**** SOURCE MATERIAL ****
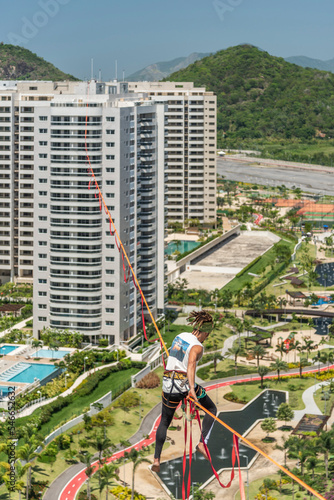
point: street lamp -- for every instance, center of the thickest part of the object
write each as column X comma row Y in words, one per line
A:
column 246, row 457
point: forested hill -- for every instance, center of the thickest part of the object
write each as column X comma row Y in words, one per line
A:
column 261, row 96
column 17, row 63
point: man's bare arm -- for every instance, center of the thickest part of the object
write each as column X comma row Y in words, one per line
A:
column 194, row 355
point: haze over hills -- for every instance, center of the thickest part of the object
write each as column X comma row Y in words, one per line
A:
column 158, row 71
column 261, row 96
column 308, row 62
column 18, row 63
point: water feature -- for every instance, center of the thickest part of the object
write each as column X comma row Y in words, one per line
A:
column 6, row 349
column 182, row 246
column 50, row 353
column 220, row 442
column 325, row 274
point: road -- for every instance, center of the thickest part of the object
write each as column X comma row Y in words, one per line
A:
column 311, row 179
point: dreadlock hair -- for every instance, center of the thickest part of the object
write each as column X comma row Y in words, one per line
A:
column 197, row 318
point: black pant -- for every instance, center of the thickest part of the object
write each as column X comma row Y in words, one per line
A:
column 169, row 404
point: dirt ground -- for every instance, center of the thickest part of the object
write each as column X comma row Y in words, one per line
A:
column 147, row 484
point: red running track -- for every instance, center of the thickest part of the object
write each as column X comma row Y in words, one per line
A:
column 72, row 488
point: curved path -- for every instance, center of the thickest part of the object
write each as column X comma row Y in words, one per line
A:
column 67, row 485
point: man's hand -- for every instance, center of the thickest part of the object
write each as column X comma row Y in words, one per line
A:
column 192, row 394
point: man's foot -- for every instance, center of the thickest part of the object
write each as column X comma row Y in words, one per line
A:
column 200, row 448
column 155, row 467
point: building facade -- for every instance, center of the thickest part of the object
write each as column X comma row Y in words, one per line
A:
column 57, row 235
column 191, row 148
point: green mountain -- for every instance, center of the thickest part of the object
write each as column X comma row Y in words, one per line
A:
column 158, row 71
column 308, row 62
column 17, row 63
column 261, row 96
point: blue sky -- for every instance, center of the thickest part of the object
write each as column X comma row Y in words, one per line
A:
column 69, row 33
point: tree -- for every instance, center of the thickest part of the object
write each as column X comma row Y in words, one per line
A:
column 268, row 425
column 325, row 444
column 262, row 371
column 107, row 473
column 234, row 351
column 28, row 454
column 258, row 351
column 136, row 458
column 86, row 459
column 285, row 412
column 278, row 366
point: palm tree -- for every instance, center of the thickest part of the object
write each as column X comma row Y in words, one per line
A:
column 136, row 458
column 262, row 371
column 326, row 446
column 277, row 366
column 86, row 459
column 235, row 351
column 107, row 472
column 27, row 453
column 258, row 351
column 301, row 364
column 281, row 349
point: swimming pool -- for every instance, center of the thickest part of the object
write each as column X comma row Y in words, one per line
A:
column 50, row 353
column 27, row 372
column 6, row 349
column 182, row 246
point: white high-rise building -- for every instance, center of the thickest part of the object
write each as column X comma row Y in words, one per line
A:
column 191, row 148
column 53, row 229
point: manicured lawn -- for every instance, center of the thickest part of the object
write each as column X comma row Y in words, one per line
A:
column 249, row 390
column 224, row 369
column 111, row 383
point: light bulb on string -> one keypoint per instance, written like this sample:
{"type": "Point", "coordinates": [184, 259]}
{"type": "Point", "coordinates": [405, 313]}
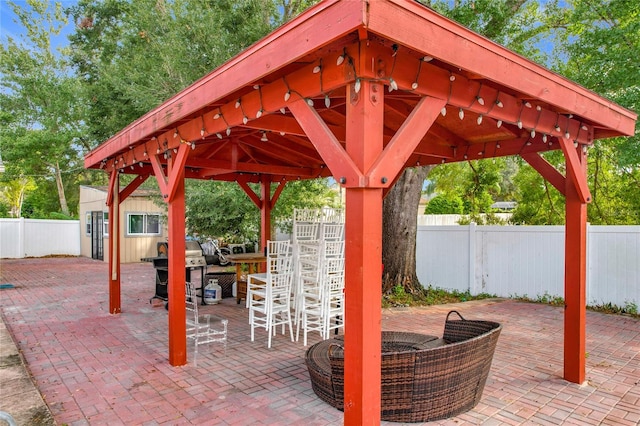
****
## AIM OF THE EXERCISE
Can you write out the part of the items that opens with the line containing "point: swimming pool" and runs through the end of the items, substituting "middle" for "center" and changing nothing else? Leave the pictures out of your answer.

## PROBLEM SOLUTION
point: swimming pool -- for every instance, middle of the thickest part of the object
write each as column X comma row Y in words, one per line
A:
column 50, row 353
column 27, row 372
column 6, row 349
column 182, row 246
point: white high-rise building -- for every instance, middle of the thickest part of the object
write each as column X comma row Y in words, one per line
A:
column 191, row 148
column 53, row 229
point: manicured lawn -- for every instance, middle of the thickest part of the object
write each as column X comma row Y in words, one per line
A:
column 249, row 390
column 224, row 369
column 111, row 383
point: light bulb on string -> one keypoint per instance, written like this sample:
{"type": "Point", "coordinates": [184, 259]}
{"type": "Point", "coordinates": [405, 313]}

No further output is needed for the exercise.